Scan the material for the word "rough" and copy each line where it occurs.

::::::::::

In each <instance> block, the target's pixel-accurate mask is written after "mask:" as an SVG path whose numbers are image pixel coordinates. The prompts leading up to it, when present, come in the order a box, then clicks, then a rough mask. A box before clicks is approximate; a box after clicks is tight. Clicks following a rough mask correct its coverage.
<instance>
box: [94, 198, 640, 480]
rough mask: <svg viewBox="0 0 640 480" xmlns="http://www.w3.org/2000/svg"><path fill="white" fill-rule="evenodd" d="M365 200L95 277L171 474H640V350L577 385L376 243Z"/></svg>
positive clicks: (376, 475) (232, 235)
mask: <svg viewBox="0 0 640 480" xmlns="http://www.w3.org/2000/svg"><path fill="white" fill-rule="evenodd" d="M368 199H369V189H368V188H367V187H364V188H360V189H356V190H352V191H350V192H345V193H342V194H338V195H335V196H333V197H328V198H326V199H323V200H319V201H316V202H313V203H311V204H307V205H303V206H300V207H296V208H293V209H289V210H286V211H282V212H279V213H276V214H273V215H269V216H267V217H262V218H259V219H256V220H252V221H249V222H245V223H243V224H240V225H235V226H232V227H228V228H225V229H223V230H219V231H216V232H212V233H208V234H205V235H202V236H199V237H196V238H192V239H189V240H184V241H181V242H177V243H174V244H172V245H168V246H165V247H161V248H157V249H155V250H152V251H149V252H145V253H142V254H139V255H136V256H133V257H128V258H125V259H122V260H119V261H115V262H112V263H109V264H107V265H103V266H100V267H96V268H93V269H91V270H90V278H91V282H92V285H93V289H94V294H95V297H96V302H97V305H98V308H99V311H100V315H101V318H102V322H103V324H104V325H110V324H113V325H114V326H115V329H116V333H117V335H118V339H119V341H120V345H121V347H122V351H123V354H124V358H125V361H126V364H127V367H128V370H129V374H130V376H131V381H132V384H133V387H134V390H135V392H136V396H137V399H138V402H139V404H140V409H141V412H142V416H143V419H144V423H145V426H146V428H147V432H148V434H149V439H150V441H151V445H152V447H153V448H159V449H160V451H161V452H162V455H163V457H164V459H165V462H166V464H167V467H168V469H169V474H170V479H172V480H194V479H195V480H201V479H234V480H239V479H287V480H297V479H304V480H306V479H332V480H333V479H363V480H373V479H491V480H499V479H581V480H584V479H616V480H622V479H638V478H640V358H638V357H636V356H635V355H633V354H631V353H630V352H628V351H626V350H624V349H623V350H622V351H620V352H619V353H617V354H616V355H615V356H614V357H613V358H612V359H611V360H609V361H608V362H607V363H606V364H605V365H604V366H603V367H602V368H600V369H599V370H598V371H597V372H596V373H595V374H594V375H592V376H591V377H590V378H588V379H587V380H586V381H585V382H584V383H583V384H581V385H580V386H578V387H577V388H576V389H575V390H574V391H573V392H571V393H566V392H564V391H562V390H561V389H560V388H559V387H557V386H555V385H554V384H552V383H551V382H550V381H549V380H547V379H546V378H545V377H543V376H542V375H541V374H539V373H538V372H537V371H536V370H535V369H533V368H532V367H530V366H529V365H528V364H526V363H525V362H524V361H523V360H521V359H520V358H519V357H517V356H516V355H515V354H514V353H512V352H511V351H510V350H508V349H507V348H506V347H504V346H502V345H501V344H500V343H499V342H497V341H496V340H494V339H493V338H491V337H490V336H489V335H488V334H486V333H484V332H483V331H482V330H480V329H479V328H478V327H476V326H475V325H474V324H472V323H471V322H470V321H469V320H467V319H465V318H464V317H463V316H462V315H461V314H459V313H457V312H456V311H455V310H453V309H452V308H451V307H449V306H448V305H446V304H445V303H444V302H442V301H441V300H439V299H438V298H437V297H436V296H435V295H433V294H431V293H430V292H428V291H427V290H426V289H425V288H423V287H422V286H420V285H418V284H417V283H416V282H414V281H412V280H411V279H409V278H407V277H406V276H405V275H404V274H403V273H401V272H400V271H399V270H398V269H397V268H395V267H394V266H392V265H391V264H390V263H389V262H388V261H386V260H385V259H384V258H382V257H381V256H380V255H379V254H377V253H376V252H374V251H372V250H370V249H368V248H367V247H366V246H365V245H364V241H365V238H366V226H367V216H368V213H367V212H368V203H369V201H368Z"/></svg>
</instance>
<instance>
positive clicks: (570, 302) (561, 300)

::::::::::

Answer:
In each <instance> block, the target's pixel-accurate mask is written after "mask:" as an SVG path whose numbers are image pixel coordinates. The prompts leading up to it, when present, come in the order a box, then clicks, then a rough mask. A box before clicks is approximate; a box after clicks is tight. Clicks following a rough mask correct its coverage.
rough mask: <svg viewBox="0 0 640 480" xmlns="http://www.w3.org/2000/svg"><path fill="white" fill-rule="evenodd" d="M365 200L95 277L171 474H640V350L577 385L376 243Z"/></svg>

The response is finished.